Book Review: Cycling Anthology Volume III review

Cycling anthology

A short review of the latest version of the Cycling Anthology and then a question: why are there so many books about cycling from Britain?

The Review
I could just suggest you buy it. If you’ve reached this corner of the web chances are you want to read about pro cycling races so here’s a collection of articles written by professional writers.

Still to whet the appetite, Anthony Tan’s piece on Australian cycling is great and worth reading alone for the tale of Steele Von Hoff and his recumbent HPV race against Jack Bobridge. Klaus Bellon Gaitán – you might know his Cycling Inquisition blog – adopts the “brace brace” position to look at suspicion and Nairo Quintana. Meanwhile I just discovered Richard Moore looked at pro Cycling’s masculine culture after I wrote about the “man’s world” aspect. There’s a lot more so I won’t list the chapters and content but am suggesting its view ranges far beyond Britain. It’s also a handy format, a good travel companion, fits into a pocket and easy to read piece by piece.

Why are there so many British cycling books?

============

→ **Written exercise 1**:
Reproduce the listing verbatim from the line with "on the desert" up to and including the final line of the listing.

Position annotation records
============

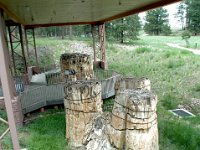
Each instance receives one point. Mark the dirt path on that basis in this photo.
(195, 51)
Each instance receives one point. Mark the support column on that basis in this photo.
(22, 47)
(94, 45)
(6, 84)
(27, 48)
(12, 51)
(34, 44)
(102, 39)
(31, 42)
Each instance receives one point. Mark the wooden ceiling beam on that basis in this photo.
(141, 9)
(11, 14)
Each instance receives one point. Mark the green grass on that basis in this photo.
(142, 50)
(47, 132)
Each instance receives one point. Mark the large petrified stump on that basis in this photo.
(82, 102)
(76, 66)
(134, 121)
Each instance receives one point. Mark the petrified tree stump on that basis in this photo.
(76, 66)
(82, 102)
(134, 121)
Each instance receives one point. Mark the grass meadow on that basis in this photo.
(174, 76)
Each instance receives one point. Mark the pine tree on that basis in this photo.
(157, 22)
(124, 29)
(181, 14)
(193, 17)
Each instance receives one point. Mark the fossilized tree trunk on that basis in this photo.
(82, 102)
(134, 121)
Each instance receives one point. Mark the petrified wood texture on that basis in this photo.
(82, 102)
(134, 120)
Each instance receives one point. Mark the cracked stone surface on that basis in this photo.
(82, 102)
(132, 124)
(134, 120)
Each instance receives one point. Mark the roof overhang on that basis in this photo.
(43, 13)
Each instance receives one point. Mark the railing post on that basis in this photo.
(6, 83)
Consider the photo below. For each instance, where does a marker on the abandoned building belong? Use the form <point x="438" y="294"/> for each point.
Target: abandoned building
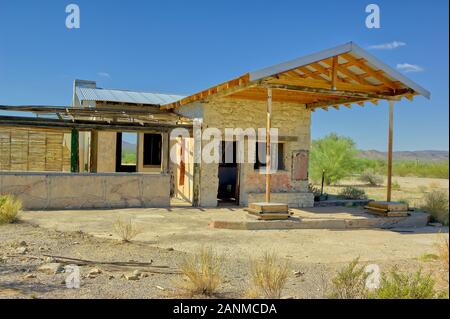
<point x="73" y="156"/>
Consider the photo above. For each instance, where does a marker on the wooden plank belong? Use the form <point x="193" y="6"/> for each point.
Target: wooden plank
<point x="328" y="92"/>
<point x="390" y="146"/>
<point x="266" y="207"/>
<point x="334" y="73"/>
<point x="268" y="146"/>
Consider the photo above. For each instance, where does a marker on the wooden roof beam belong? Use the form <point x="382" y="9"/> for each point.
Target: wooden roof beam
<point x="328" y="92"/>
<point x="360" y="63"/>
<point x="333" y="103"/>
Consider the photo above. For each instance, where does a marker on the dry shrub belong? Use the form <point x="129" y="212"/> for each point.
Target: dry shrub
<point x="369" y="177"/>
<point x="268" y="277"/>
<point x="351" y="192"/>
<point x="436" y="204"/>
<point x="9" y="209"/>
<point x="442" y="248"/>
<point x="126" y="229"/>
<point x="350" y="282"/>
<point x="397" y="285"/>
<point x="203" y="272"/>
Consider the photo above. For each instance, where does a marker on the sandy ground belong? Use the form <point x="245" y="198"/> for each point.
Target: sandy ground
<point x="169" y="235"/>
<point x="412" y="189"/>
<point x="186" y="229"/>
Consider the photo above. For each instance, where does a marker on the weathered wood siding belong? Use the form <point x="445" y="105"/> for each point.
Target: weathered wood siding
<point x="34" y="150"/>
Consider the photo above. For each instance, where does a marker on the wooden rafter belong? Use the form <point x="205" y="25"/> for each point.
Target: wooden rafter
<point x="328" y="92"/>
<point x="360" y="63"/>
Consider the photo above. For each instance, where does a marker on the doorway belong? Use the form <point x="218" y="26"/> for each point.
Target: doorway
<point x="228" y="192"/>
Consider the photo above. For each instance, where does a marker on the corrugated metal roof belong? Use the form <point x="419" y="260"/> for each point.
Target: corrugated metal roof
<point x="123" y="96"/>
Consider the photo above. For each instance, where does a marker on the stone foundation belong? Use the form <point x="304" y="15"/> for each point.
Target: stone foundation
<point x="294" y="200"/>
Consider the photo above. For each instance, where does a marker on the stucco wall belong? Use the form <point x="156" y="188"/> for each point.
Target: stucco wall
<point x="76" y="191"/>
<point x="292" y="120"/>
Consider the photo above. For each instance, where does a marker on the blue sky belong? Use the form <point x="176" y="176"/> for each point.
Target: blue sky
<point x="185" y="46"/>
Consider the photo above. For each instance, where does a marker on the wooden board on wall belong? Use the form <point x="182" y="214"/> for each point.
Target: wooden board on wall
<point x="33" y="150"/>
<point x="300" y="161"/>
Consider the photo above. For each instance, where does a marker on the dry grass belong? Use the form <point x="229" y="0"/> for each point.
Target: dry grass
<point x="436" y="204"/>
<point x="404" y="285"/>
<point x="126" y="229"/>
<point x="442" y="249"/>
<point x="268" y="277"/>
<point x="9" y="209"/>
<point x="350" y="282"/>
<point x="203" y="272"/>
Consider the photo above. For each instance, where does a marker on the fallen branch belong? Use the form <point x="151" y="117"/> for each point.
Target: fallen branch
<point x="113" y="263"/>
<point x="158" y="269"/>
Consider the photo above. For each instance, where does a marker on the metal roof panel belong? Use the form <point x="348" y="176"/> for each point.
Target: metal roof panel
<point x="123" y="96"/>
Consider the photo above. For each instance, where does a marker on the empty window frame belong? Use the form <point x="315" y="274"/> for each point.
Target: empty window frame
<point x="277" y="154"/>
<point x="152" y="149"/>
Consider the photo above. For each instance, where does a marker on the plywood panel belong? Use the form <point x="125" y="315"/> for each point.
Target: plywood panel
<point x="300" y="161"/>
<point x="33" y="150"/>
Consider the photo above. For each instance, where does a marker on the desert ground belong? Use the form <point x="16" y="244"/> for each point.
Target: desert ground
<point x="168" y="236"/>
<point x="411" y="189"/>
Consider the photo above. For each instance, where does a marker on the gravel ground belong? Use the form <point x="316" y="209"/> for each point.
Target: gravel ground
<point x="20" y="278"/>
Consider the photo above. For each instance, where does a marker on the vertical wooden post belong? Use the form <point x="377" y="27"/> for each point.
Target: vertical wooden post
<point x="334" y="73"/>
<point x="391" y="133"/>
<point x="74" y="148"/>
<point x="268" y="125"/>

============

→ **Written exercise 2**:
In the cycling anthology review, who wrote the piece on Australian cycling?

→ **Exercise output 1**:
Consider the photo above. For each instance, where does a marker on the desert ground belong? Use the form <point x="16" y="244"/> for each point.
Target: desert ground
<point x="168" y="236"/>
<point x="411" y="189"/>
Consider the photo above. For each instance, where does a marker on the gravel ground belong? Use the form <point x="316" y="209"/> for each point.
Target: gravel ground
<point x="20" y="278"/>
Consider the photo above. For each instance, where does a marker on the vertical wooden post belong? Use the form <point x="377" y="27"/> for each point.
Target: vertical wooden post
<point x="334" y="73"/>
<point x="391" y="133"/>
<point x="74" y="148"/>
<point x="268" y="125"/>

→ **Exercise output 2**:
Anthony Tan